## YOUR ASSIGNMENT
What follows is a set of records; repeat all of them exactly.

──────────────────────────────

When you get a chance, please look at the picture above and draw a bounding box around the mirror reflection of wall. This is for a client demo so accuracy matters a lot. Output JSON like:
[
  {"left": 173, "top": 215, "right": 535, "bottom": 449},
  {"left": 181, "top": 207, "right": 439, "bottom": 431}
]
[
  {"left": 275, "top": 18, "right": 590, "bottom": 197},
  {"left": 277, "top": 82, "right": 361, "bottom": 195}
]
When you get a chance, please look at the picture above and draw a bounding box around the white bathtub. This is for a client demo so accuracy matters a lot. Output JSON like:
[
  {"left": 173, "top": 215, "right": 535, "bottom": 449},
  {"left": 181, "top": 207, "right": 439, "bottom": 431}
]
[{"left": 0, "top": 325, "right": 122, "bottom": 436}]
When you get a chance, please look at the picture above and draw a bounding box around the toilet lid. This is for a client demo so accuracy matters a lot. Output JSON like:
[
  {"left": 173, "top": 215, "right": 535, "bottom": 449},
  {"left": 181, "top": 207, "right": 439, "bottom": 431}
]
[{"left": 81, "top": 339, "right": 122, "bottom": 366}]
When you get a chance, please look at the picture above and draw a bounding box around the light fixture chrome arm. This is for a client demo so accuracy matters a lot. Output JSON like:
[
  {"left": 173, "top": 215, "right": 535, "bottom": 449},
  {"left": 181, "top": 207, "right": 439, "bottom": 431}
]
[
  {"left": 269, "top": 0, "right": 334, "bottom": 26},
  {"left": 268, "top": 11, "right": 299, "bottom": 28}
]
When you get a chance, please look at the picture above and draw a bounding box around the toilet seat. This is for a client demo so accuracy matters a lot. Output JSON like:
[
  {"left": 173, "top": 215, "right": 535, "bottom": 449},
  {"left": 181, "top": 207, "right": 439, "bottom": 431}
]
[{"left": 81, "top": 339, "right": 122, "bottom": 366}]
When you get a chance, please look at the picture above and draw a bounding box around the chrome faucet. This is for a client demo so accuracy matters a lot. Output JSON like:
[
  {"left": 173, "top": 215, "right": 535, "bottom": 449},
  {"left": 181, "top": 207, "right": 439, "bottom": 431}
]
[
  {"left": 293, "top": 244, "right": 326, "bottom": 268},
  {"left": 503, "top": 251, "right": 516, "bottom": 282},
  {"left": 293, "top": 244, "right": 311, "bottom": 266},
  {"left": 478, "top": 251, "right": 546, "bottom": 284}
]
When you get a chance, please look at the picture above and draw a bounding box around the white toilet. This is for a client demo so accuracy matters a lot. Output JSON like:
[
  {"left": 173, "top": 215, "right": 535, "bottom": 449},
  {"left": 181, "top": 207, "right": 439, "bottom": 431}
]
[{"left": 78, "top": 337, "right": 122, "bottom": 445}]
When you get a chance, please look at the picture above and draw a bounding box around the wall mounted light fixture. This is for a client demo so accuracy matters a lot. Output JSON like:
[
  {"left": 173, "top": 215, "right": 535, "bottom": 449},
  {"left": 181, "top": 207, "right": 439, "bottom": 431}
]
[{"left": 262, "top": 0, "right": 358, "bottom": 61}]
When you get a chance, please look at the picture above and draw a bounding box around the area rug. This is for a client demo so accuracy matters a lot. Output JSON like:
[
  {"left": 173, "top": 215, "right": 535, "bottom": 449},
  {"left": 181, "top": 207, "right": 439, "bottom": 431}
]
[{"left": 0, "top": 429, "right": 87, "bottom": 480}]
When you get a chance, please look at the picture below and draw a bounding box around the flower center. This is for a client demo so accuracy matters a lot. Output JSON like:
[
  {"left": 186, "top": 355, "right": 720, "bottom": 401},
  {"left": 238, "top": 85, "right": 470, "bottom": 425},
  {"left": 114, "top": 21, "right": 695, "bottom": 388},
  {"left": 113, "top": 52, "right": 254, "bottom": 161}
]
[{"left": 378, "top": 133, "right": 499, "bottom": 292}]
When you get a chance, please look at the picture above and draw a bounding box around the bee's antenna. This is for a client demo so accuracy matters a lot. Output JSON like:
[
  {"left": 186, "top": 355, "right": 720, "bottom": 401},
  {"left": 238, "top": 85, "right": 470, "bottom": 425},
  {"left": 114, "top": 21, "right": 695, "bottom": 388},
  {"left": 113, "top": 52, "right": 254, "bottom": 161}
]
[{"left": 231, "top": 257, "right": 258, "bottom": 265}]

──────────────────────────────

## EXERCISE SOLUTION
When you get a chance, please look at the picture above and draw a bounding box around the mirror reflection of wall. This is for a client demo so accuracy matters a lot. Output JSON like:
[
  {"left": 173, "top": 215, "right": 535, "bottom": 449},
  {"left": 181, "top": 207, "right": 439, "bottom": 431}
]
[
  {"left": 275, "top": 18, "right": 590, "bottom": 197},
  {"left": 277, "top": 82, "right": 361, "bottom": 195}
]
When you get a chance, please look at the picture above and draw a bounding box around the white bathtub. This is for a client demo so accuracy matters a lot. Output JSON like:
[
  {"left": 173, "top": 215, "right": 535, "bottom": 449},
  {"left": 181, "top": 207, "right": 439, "bottom": 431}
]
[{"left": 0, "top": 325, "right": 122, "bottom": 436}]
When you get a chance, please look at the picture above and draw a bounding box around the toilet lid. This is for a client demo so accuracy matters a lot. Output JSON like:
[
  {"left": 173, "top": 215, "right": 535, "bottom": 449},
  {"left": 181, "top": 207, "right": 439, "bottom": 431}
]
[{"left": 81, "top": 339, "right": 122, "bottom": 366}]
When you get a chance, please look at the picture above and draw a bounding box around the light fixture chrome arm. This is for a client demo so accuracy matters a lot. Output JSON like:
[
  {"left": 173, "top": 215, "right": 535, "bottom": 449},
  {"left": 181, "top": 207, "right": 439, "bottom": 431}
]
[
  {"left": 269, "top": 0, "right": 334, "bottom": 26},
  {"left": 268, "top": 11, "right": 299, "bottom": 28}
]
When you get a chance, please look at the picture above and draw a bounding box around the toilet seat. This is for a client demo so accuracy matters a lot. Output JSON like:
[
  {"left": 173, "top": 215, "right": 535, "bottom": 449},
  {"left": 181, "top": 207, "right": 439, "bottom": 431}
]
[{"left": 81, "top": 339, "right": 122, "bottom": 366}]
When you get a chance, please look at the picture above and draw a bounding box around the chrome faucet. This is for a client demo so accuracy matters a lot. Output JSON like:
[
  {"left": 173, "top": 215, "right": 535, "bottom": 449},
  {"left": 181, "top": 207, "right": 439, "bottom": 431}
]
[
  {"left": 293, "top": 244, "right": 326, "bottom": 268},
  {"left": 503, "top": 251, "right": 516, "bottom": 282},
  {"left": 293, "top": 244, "right": 311, "bottom": 266},
  {"left": 478, "top": 251, "right": 546, "bottom": 284}
]
When you get a chance, please look at the picture above and draw a bounding box around the white toilet. This is for a client demo so accuracy matters a lot. Output JSON like:
[
  {"left": 173, "top": 215, "right": 535, "bottom": 449},
  {"left": 181, "top": 207, "right": 439, "bottom": 431}
]
[{"left": 78, "top": 337, "right": 122, "bottom": 445}]
When you get a chance, please look at the picture above and draw a bounding box around the wall mounted light fixture. This is for a client demo so accuracy matters a lot. Output JSON like:
[
  {"left": 173, "top": 215, "right": 535, "bottom": 449},
  {"left": 181, "top": 207, "right": 439, "bottom": 431}
]
[{"left": 262, "top": 0, "right": 358, "bottom": 61}]
When you get a chance, please look at the picture above and draw a bounding box around the area rug. This is for a client demo so accuracy matters a lot. Output JSON like:
[
  {"left": 173, "top": 215, "right": 535, "bottom": 449},
  {"left": 181, "top": 207, "right": 439, "bottom": 431}
]
[{"left": 0, "top": 429, "right": 87, "bottom": 480}]
When you get a chance, please look at the picture below and draw a bounding box around the flower center. This is for a client demo so accuracy matters a lot. Output JSON like:
[
  {"left": 186, "top": 355, "right": 720, "bottom": 401},
  {"left": 238, "top": 85, "right": 470, "bottom": 425},
  {"left": 114, "top": 21, "right": 695, "bottom": 388},
  {"left": 113, "top": 52, "right": 254, "bottom": 161}
]
[{"left": 378, "top": 133, "right": 499, "bottom": 292}]
When you get a chance, please look at the picture above and draw a bounding box around the bee's antenna. This is for a client demo so accuracy matters a lot. Output JSON like:
[
  {"left": 186, "top": 355, "right": 720, "bottom": 401},
  {"left": 238, "top": 85, "right": 470, "bottom": 425},
  {"left": 114, "top": 21, "right": 695, "bottom": 388},
  {"left": 113, "top": 52, "right": 254, "bottom": 161}
]
[{"left": 231, "top": 257, "right": 258, "bottom": 265}]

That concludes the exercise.